▶ [Document text]:
'''

Nearly 1,500 people died of malnutrition in part of Ethiopia's blockaded Tigray region over a four-month period last year, including more than 350 young children, a report by the region's health bureau says.
It cites more than 5,000 blockade-related deaths in all from hunger and disease in the largest official death toll yet associated with the country's war.
"Deaths are alarmingly increasing," including from easily preventable diseases like rabies as medicines run out or expire, the head of Tigray's health bureau, Hagos Godefay, told the Associated Press late last year as the findings were being compiled.
"This is one of the worst times of my life, I can tell you."
His report on the findings, published on Wednesday by the independent Ethiopia Insight, said 5,421 deaths were confirmed in Tigray between July and October in an assessment by his bureau and some international aid groups.
It was the first such assessment since the war between Tigray and Ethiopian forces began in November 2020, he said.

'''

▶ [Task item A]: In the Tigray article, write out the passage starting at "It cites more" and ending at "were being compiled.", substituting "supplies" for "medicines".
▶ [Task item B]: Name every calendar month mentioned in the Tigray article.
▶ [Task item C]: Extend the Tigray article past its final sentence.
The lines after this article aren't needed.

▶ [Data supplied]:
'''

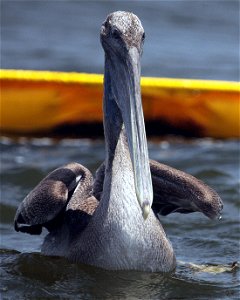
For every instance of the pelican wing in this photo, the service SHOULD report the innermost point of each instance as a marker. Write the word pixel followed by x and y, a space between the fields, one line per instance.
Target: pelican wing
pixel 46 203
pixel 176 191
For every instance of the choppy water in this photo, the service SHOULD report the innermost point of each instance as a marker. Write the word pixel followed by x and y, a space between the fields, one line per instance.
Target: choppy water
pixel 191 39
pixel 26 274
pixel 195 39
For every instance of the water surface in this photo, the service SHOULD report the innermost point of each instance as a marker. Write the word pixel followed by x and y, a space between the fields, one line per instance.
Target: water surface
pixel 27 274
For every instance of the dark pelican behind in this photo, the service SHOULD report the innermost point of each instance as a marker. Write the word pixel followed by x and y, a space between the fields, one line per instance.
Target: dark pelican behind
pixel 112 221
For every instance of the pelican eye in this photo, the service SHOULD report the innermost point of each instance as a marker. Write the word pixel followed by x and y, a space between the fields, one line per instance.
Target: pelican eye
pixel 116 34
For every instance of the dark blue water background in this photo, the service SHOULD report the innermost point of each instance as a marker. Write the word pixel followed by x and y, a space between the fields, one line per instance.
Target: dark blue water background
pixel 188 39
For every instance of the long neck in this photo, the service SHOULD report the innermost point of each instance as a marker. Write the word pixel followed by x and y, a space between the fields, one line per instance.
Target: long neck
pixel 118 162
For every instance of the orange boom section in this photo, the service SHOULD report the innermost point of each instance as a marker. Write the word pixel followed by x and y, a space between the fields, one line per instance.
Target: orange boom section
pixel 39 101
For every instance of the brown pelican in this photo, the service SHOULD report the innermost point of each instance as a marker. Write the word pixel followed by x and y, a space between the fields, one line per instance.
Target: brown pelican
pixel 112 221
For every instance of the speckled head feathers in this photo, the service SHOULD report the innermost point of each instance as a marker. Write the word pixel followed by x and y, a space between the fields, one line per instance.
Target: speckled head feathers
pixel 123 26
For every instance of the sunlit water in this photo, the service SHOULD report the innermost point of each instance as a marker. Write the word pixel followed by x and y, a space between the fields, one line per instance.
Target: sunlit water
pixel 196 239
pixel 191 39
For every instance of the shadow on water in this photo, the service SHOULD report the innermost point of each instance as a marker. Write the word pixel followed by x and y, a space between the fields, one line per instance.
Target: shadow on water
pixel 198 242
pixel 36 276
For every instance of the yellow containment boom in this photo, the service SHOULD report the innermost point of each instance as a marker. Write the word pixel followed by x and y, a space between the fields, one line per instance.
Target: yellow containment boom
pixel 41 101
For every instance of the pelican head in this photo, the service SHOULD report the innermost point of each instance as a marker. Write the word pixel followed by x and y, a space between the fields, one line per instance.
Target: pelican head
pixel 122 37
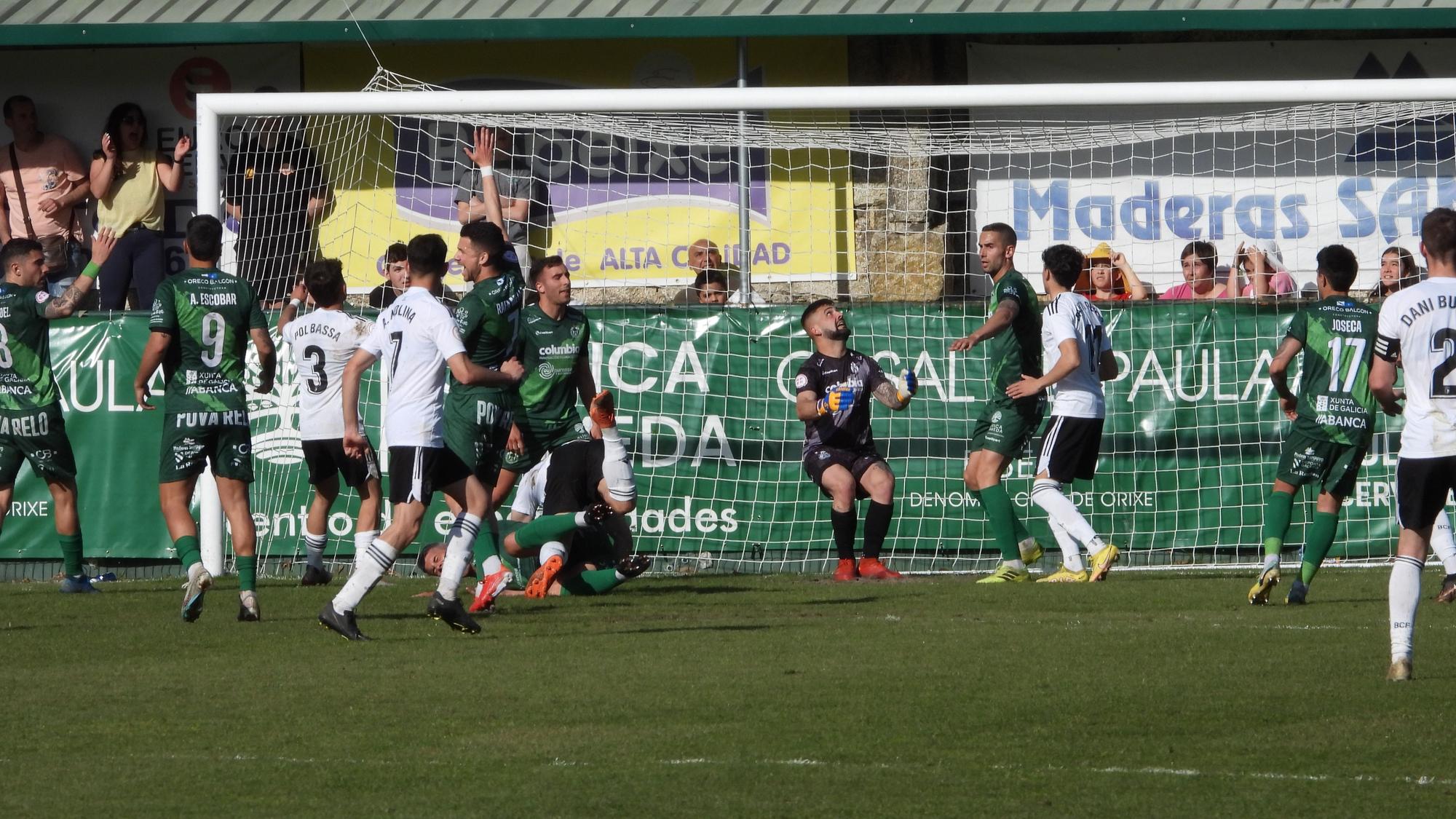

'''

▶ [Response box A]:
It cites more than 5,000 blockade-related deaths in all from hunger and disease in the largest official death toll yet associated with the country's war.
"Deaths are alarmingly increasing," including from easily preventable diseases like rabies as supplies run out or expire, the head of Tigray's health bureau, Hagos Godefay, told the Associated Press late last year as the findings were being compiled.

▶ [Response box B]: July, October, November

▶ [Response box C]:
The deaths were overwhelmingly from malnutrition, infectious disease and non-communicable diseases as the health bureau and partners sought to gauge the effects on Tigray's population of its health system being largely destroyed by combat.
The deaths do not reflect people killed in combat, Mr Hagos told AP on Thursday in a call from the Tigray capital, Mekele, although the report reflects a small percentage of deaths from air strikes.
The mortality assessment covered roughly 40% of Tigray, he said, since occupation of some areas by combatants and the lack of fuel caused by the blockade has limited data-gathering and aid delivery.
"Since the magnitude of the destruction and health crisis in the inaccessible areas is undoubtedly high, the survey is bound to underreport the real extent of the crisis," Mr Hagos wrote.
Severe acute malnutrition in children under five, at less than 2% in Tigray before the war, is now above 7%, he said. The assessment found at least 369 under-fives had died of malnutrition, part of 1,479 people in all.
AP last year confirmed the first starvation deaths under the blockade along with the government's ban on humanitarian workers bringing medicines into Tigray.
Mr Hagos told AP that without medical supplies or vaccines, easily preventable diseases like measles were emerging in Tigray and Covid-19 has begun to spread.
HIV patients "are coming all the time to my office to ask if drugs are coming or not. But my hands are tied", he said.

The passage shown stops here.